───── Information given
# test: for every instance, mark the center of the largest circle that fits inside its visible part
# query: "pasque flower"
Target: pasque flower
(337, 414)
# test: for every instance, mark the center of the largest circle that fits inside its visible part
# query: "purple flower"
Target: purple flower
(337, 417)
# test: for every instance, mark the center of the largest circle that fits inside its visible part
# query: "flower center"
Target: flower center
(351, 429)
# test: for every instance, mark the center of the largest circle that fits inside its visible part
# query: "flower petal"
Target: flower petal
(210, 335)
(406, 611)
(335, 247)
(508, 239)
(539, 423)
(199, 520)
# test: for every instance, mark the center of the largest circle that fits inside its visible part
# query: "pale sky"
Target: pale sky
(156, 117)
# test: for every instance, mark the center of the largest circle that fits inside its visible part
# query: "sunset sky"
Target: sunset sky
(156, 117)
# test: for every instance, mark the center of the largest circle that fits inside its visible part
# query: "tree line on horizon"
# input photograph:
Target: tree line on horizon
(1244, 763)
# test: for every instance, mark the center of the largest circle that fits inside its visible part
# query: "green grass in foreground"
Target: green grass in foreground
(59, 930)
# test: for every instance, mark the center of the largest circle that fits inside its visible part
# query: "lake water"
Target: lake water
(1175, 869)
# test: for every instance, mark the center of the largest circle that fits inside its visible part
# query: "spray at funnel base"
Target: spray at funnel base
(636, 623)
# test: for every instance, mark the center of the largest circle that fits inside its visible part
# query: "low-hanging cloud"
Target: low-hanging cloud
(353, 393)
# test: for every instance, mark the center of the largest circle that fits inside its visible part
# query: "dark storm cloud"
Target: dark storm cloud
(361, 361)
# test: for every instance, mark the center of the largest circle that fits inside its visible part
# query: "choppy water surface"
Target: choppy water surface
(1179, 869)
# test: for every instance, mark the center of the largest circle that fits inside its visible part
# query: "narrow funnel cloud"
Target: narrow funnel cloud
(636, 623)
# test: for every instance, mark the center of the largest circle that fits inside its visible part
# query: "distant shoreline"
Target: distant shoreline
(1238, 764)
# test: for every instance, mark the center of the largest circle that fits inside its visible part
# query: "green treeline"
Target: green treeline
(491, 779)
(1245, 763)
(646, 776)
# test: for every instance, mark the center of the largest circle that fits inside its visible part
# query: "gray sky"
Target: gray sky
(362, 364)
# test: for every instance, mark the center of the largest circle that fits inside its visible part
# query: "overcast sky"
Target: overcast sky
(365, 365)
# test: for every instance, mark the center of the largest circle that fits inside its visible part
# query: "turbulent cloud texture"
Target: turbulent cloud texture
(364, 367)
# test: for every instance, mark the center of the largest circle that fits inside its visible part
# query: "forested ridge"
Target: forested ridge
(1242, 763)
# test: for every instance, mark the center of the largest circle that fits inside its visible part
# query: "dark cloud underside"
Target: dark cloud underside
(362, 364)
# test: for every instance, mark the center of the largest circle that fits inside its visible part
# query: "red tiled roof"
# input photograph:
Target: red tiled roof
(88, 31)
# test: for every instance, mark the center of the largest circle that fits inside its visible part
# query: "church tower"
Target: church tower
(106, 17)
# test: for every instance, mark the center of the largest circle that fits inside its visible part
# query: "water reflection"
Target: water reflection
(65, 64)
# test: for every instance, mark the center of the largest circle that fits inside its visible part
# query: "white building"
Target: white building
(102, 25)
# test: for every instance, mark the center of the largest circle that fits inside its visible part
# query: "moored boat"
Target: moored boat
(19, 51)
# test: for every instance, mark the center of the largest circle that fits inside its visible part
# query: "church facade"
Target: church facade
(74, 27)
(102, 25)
──────────
§ Exercise goal: Return each entry without altering a single word.

§ Output below:
# test: for every instance, mark the center of the largest circle that fits inside its visible part
# query: "pasque flower"
Target: pasque flower
(337, 414)
# test: for every instance, mark the center of the largest circle that fits inside its visible part
# query: "purple flower"
Target: purple flower
(337, 417)
# test: for every instance, mark the center of the largest circle that fits inside its visible part
# query: "flower center"
Target: flower center
(351, 429)
# test: for every instance, mark the center of the largest circle that fits inside its visible part
# query: "flower petal"
Target: flower petal
(210, 335)
(406, 611)
(335, 247)
(508, 239)
(539, 423)
(199, 520)
# test: for every instance, mark the center of the largest circle that fits inside its visible part
# query: "pale sky"
Target: pale sky
(156, 117)
# test: for every instance, mark the center of the largest circle that fits inside its visible part
# query: "sunset sky"
Target: sunset sky
(156, 117)
# test: for every instance, mark the center of the largest circle that fits inside its visible part
# query: "tree line on horizon"
# input photograph:
Target: tree line on horizon
(1244, 763)
# test: for every instance, mark the center of the largest circle that fits inside its visible part
# query: "green grass in foreground"
Target: green grass in foreground
(59, 930)
# test: for every instance, mark the center of the largest circle that fits inside its visible part
# query: "lake water"
Target: lake water
(1175, 869)
# test: for every instance, mark the center of the largest circle that fits inside its visible part
# query: "spray at funnel base"
Target: spray at funnel base
(636, 623)
# test: for every instance, mark the center of the largest circle that fits inside its visible part
# query: "low-hanging cloud"
Target: low-hanging cloud
(353, 393)
# test: for every instance, mark the center of the largest circle that fits inside its visible part
# query: "dark storm cloud"
Target: dark storm cloud
(361, 361)
# test: for every instance, mark the center of the largest circle that fits inside its visible part
# query: "choppy water surface"
Target: choppy water surface
(1179, 869)
# test: for every instance, mark the center of the largest circle that fits inside its visible part
# query: "narrow funnel cloud"
Target: narrow funnel cloud
(636, 623)
# test: for every instance, mark the center of the largest circle that fits inside its visible part
# query: "distant shoreline"
Target: distant shoreline
(1238, 764)
# test: for every instance, mark the center of the largest circle that fits inside its visible part
# query: "green treeline"
Target: green treeline
(491, 779)
(1245, 763)
(646, 776)
# test: for every instance, mark the center of the largest circle that fits inside its visible part
# query: "gray sky"
Target: gray sky
(362, 364)
# test: for every instance, mark the center of the largest circle that fits inside its visible part
# query: "overcast sky"
Target: overcast sky
(365, 365)
# test: for every instance, mark the center of the largest circle that fits inside its visible part
# query: "turbulent cloud texture"
Target: turbulent cloud texture
(364, 367)
# test: for every instance, mark the center of the largest circle that fits inside its visible part
# query: "forested ridge"
Target: forested ridge
(1242, 763)
# test: for every instance, mark the center of the largest circle that fits inside its visible part
# query: "dark cloud underside"
Target: dark cloud underside
(362, 364)
# test: for every instance, mark the center of the largest circle that fits inside its visible part
# query: "red tiled roof"
# input photograph:
Target: red tiled roof
(88, 31)
# test: for every instance, mark the center of the largest circle that fits inside its visible part
# query: "church tower"
Target: church tower
(106, 17)
# test: for every instance, mark the center of the largest circle that fits inside its visible part
# query: "water reflection"
Target: water reflection
(65, 64)
# test: for every instance, mark the center of the largest circle that fits inside its visible part
# query: "white building"
Target: white building
(102, 25)
# test: for every instance, mark the center of the largest circle that fits inside its visible part
# query: "moored boat"
Target: moored boat
(19, 51)
# test: for every instance, mark the center of the largest circle that fits inside its visible part
# query: "church facade"
Target: church facade
(74, 27)
(102, 25)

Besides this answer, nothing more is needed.